- Exercise aim -
In the entries below, the line with "Goal: identify white" marks the start. Return it and every following line exactly, ending with the last.

- Data supplied -
□ □ □
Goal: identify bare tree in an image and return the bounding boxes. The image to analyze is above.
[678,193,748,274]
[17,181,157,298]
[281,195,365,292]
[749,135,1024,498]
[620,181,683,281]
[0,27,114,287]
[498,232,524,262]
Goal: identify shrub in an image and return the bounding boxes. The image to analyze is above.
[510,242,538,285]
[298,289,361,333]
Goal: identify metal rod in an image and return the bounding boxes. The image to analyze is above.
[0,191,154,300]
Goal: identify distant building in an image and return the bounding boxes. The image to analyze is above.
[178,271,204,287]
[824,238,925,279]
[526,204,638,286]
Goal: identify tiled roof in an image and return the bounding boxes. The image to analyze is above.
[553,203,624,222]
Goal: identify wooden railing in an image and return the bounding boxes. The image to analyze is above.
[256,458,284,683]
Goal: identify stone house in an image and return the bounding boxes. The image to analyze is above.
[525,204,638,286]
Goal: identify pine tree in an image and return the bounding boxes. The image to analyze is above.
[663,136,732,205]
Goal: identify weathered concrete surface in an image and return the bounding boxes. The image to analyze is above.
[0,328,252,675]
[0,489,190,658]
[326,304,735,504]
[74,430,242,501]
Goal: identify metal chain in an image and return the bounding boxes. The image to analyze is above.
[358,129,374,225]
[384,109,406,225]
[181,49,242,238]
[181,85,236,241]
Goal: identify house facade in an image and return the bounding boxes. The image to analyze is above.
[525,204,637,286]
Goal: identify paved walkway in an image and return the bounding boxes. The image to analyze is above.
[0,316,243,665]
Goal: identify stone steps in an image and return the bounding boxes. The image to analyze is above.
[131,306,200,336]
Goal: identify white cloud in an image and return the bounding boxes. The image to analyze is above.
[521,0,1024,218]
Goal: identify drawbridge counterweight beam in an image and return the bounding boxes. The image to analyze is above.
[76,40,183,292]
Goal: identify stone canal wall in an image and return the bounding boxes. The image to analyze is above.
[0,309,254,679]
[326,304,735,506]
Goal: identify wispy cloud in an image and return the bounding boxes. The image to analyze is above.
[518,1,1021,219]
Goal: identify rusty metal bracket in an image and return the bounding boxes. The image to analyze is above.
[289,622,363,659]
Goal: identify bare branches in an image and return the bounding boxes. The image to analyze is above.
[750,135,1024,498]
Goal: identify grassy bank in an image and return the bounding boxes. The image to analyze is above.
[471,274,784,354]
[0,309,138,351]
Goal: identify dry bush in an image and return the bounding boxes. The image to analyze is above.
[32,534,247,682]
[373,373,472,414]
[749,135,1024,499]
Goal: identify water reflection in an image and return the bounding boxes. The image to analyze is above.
□ □ □
- Your response -
Goal: identify white cloud in an image and return the bounding boxes. The image to analyze is above.
[521,0,1024,218]
Goal: identify drawbridge counterweight beam in an image and return the bounding boxes. The image to analyze is above.
[76,40,183,292]
Goal: identify stone canal wall in an image and return the bounding boxes. The image to analyze is above.
[0,309,254,679]
[326,304,735,506]
Goal: identify wispy cloud in an image and return the bounding boxes. The image to analyze is above.
[518,1,1021,219]
Goal: identify rusty metal bracket in an image and return the bounding boxes. The image to analyze is above.
[289,622,363,659]
Goal: identify bare branches in an image and return the bounding boxes. The image to analyze is above.
[750,135,1024,498]
Goal: identify grassy bank in an image and return the bounding boxes. The image to analyze is above.
[471,274,784,354]
[0,309,138,351]
Goal: identify dry bush in an image and return the bounding boxes. The image to analyze is above.
[32,534,247,682]
[373,373,472,414]
[749,135,1024,499]
Goal: identify water reflection in an image and return the bounding boxes. The image to analyze is above.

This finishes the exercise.